-- WORK TO DO --
Please copy every line of the records below word for word, leaving out the pictures.

-- AVAILABLE DATA --
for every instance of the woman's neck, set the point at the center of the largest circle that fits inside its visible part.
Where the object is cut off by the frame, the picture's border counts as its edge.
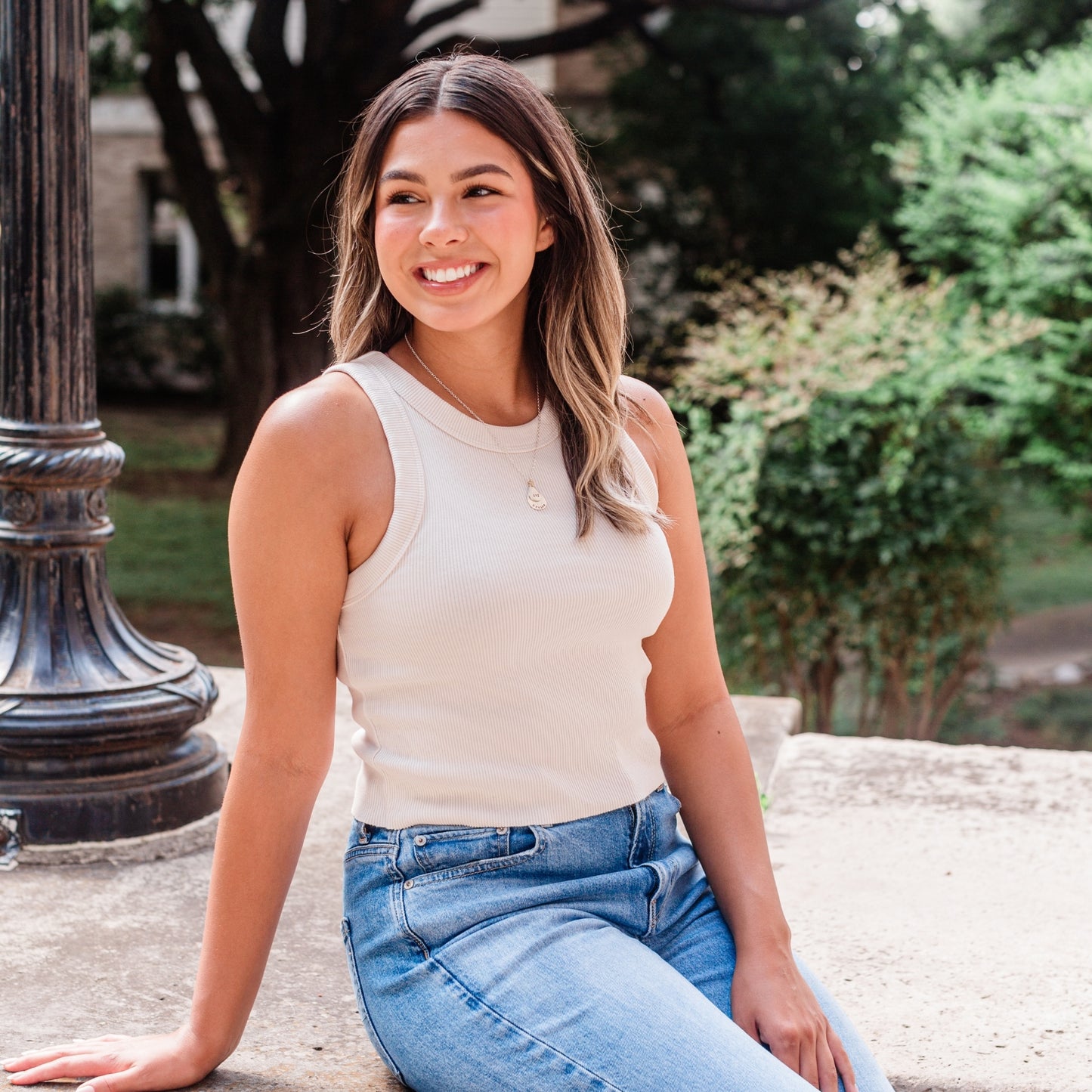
(486, 368)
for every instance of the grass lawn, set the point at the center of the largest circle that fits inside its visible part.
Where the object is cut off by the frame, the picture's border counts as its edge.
(1047, 564)
(167, 562)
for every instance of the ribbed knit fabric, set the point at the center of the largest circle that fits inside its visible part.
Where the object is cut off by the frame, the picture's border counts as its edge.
(495, 660)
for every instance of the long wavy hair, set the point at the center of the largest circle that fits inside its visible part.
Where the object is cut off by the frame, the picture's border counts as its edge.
(576, 329)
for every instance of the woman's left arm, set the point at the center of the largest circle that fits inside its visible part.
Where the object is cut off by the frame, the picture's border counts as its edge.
(708, 767)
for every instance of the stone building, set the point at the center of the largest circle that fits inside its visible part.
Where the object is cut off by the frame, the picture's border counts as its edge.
(142, 240)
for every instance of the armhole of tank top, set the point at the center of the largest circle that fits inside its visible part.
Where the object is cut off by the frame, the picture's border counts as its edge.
(409, 481)
(642, 472)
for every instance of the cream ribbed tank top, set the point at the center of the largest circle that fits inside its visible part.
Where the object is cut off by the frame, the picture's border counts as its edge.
(493, 660)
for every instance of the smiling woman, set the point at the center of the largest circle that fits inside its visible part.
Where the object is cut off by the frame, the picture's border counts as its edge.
(530, 667)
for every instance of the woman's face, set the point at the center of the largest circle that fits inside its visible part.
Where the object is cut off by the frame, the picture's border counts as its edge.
(456, 226)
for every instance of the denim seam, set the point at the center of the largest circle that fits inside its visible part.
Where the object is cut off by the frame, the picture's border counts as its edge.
(399, 908)
(521, 1031)
(490, 865)
(366, 1016)
(660, 875)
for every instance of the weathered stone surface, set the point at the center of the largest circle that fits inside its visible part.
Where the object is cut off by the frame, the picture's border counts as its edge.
(944, 893)
(979, 981)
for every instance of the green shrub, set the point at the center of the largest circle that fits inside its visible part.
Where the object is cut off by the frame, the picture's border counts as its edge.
(998, 181)
(841, 427)
(144, 351)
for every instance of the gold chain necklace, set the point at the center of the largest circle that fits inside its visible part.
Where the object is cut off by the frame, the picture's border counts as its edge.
(535, 500)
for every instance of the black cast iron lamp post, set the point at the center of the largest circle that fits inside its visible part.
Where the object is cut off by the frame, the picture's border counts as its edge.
(95, 741)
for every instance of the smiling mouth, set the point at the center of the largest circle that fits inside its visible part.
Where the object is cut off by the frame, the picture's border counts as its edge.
(451, 274)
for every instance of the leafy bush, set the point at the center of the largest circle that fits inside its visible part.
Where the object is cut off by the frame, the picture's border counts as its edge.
(841, 426)
(998, 191)
(140, 351)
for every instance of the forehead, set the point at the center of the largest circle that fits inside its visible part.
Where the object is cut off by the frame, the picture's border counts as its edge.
(442, 144)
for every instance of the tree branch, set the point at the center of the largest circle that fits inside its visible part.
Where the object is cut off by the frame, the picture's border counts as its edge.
(414, 31)
(265, 47)
(620, 15)
(240, 122)
(617, 17)
(193, 177)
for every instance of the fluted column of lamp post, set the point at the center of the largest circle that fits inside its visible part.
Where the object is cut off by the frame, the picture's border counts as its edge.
(95, 719)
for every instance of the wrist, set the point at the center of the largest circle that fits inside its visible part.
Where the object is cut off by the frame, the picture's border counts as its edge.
(206, 1050)
(767, 942)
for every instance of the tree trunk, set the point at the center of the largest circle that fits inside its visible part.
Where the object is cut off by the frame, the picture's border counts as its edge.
(273, 331)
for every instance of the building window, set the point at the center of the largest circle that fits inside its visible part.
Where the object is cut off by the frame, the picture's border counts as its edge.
(171, 273)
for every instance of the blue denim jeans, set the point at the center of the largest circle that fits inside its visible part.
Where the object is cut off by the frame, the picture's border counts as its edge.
(584, 954)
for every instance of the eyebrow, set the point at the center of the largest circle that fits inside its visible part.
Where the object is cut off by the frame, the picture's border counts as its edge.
(459, 176)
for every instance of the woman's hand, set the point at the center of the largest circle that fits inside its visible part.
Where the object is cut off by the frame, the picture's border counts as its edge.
(118, 1063)
(773, 1004)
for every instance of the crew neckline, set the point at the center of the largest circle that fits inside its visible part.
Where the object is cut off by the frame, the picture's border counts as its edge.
(462, 426)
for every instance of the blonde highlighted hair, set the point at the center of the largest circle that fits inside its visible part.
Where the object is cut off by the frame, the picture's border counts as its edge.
(576, 328)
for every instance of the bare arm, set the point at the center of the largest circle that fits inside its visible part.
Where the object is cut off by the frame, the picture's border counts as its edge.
(708, 767)
(287, 540)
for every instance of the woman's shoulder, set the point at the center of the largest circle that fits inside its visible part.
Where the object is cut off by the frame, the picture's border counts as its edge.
(649, 419)
(329, 421)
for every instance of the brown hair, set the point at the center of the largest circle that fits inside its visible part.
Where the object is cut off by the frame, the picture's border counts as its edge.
(576, 326)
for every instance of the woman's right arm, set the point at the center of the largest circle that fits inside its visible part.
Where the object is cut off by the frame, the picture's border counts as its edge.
(287, 542)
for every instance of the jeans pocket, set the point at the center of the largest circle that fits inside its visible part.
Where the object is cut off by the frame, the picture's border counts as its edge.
(362, 1003)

-- EXERCISE RESPONSE --
for every instance of the woman's neck, set the point at the center of the largest circle that fits inside its visible part.
Where the object is cut off by the frame, the picture's border counts as its edge.
(486, 368)
for every instance of the grass lawn, set the point at the center of the largest circle that fits inside its visible part.
Where the object is cut off by the frame, the picture's border counts as its edge.
(1047, 564)
(167, 562)
for every instance of the ribbed knit fabric, set the point at the center of the largest circle that fits inside its visible part.
Where the object is cut off by the frame, the picture's border counts as its edge.
(495, 660)
for every instance of the long wavy hair, set the point at the center of the largest circle that fits inside its visible part.
Where the object is cut off by the frame, the picture's border counts as its edge.
(576, 329)
for every instance of the woman's left arm, set the point at the center of the largest circle that fits inside its visible part.
Where the object is cut off by the frame, the picture's border counts as its edge.
(708, 767)
for every instance of the stone building, set the point at the center of the largest circle that fits inside its visible part.
Where the object is cut off by the frame, the picture's border counts as its edge.
(142, 240)
for every instance of the armhole of tank top, set the point at the center of the largest circle that fits inside its visible part.
Where the object is cut off by the frame, the picture's border counts as its edge.
(409, 481)
(642, 472)
for every instance of the cream ribbed tank top, set the point at the center of the largest circle that fits inside its visible part.
Where the object is cut off by the frame, the picture's border counts as its edge.
(493, 660)
for every instance of the smiling woman, set the point at the center of the largest circle that fits inside its visible part.
Where the object is cut off by the frame, the picture's border counts as its edge.
(530, 667)
for every instance of the woman's face, set the point at the center of the largest circle that fits inside its visible part.
Where the object is cut off by the frame, the picture's border counts as its edge.
(456, 226)
for every instance of the denim seam, set the point at the center of the largest circle that fits inside its visible part.
Where the object is cut off by the frame, the picture's border counts as its edge.
(399, 908)
(521, 1031)
(490, 865)
(366, 1016)
(660, 875)
for every instance of the weathered stone surface, set the point at the center of the largest circle that fits inside its visible part.
Where the object is cut off by the frame, the picture's border counts as its edge.
(944, 893)
(979, 981)
for every instance of the green shrub, set the point at the center of the largest circle that fits inside its visible part.
Where the object is cut off by the frame, the picture's border counts as its edge.
(998, 181)
(841, 427)
(144, 351)
for every instance of the gold chain necklace, set the point at the center of the largest circle that fits inside its visible part.
Where the object is cut off by the frame, the picture's border counts as its edge.
(535, 500)
for every instance of the black cast iron lamp post, set the point at the center of the largest circle that fits inside its visible part.
Where the object is cut off by the frame, the picture's border counts as its edge.
(95, 741)
for every instance of the smiling mouth, set the point at the center of the largest circle that fits inside its visible part.
Where the object is cut off by the frame, the picture's border counts as its edge.
(451, 274)
for every instance of the leafy bush, set the point at the center of the largest circle that fits inside its visible part.
Where the object is cut off by the frame, the picture's border counts as its edge.
(841, 426)
(998, 191)
(140, 351)
for every instance of the forehead, set the point at the center of the largest circle that fits inside its visible part.
Where the object is cut off by the frame, the picture's border counts as its edge.
(442, 144)
for every instance of the tree branch, set the point at the center of the largest circle that fits inside its visible part.
Where the object is cut off by the frame, the picture's border counts as its edge.
(414, 31)
(265, 47)
(620, 15)
(240, 122)
(617, 17)
(193, 177)
for every instance of the fluted column of lamp post, set the point at the center of the largest circle that fits inside its visible part.
Where the object is cut off by the frame, the picture's border counts as its edge.
(95, 719)
for every instance of the wrist, set the point at the center of the largest circle that fits inside its visible part.
Where the object is cut off by the frame, the picture's border counts as its edge.
(206, 1050)
(767, 942)
for every instance of the tree trunk, set the point at the center of the largest circle that fits inside its visible part.
Where the object is cut off by the frame, the picture's border counts as its edge.
(273, 331)
for every instance of the building window, set the point at the center of the largest circle that fits inside its visible part.
Where the object is cut off by the frame, the picture's border counts as its edge.
(171, 273)
for every instance of the blue denim jeans, set the point at the center of the largest circle that fits inside its visible part.
Where the object is cut off by the frame, the picture's border counts as its edge.
(584, 954)
for every instance of the eyebrow, set the point at the center of the largest circle that fits inside its visible part.
Where the object is cut off by the frame, the picture's border counts as its edge.
(459, 176)
for every instance of the woman's hand, set the point at the center of the largest circle that fits inside its visible part.
Where the object is cut off by the frame, the picture's border counts as its edge.
(118, 1063)
(773, 1004)
for every instance of the crew neckline, set the point at the center of the largest circle that fits inside its visible part.
Where the object is cut off by the frame, the picture's border counts as its edge.
(462, 426)
for every instance of the blonde highlighted hair, set the point at the center of the largest circle that fits inside its visible part.
Where the object is cut off by the frame, the picture's border counts as its edge.
(576, 328)
for every instance of the bare arm, set the point at the center of the largest circle that fits inside its visible part.
Where the object is cut off by the frame, the picture's border counts as its edge.
(708, 767)
(287, 540)
for every instance of the woman's shoulder, set the point at the center of the largest circle that fits inside its visible part.
Where the object is cut off by the frame, the picture's border counts as its edge.
(649, 419)
(329, 421)
for every instance of the brown hair, set the point at the center of the largest circle that fits inside its visible part.
Where the object is cut off by the frame, the picture's border counts as its edge.
(576, 326)
for every instance of the woman's right arm, set the point at the center of the largest circle that fits inside its visible part.
Where the object is cut off by the frame, the picture's border counts as its edge.
(287, 542)
for every instance of the jeans pocket, set the point at the center of the largest circle that fits inside its visible part.
Where the object is cut off by the frame, the picture's border counts as its edge.
(362, 1003)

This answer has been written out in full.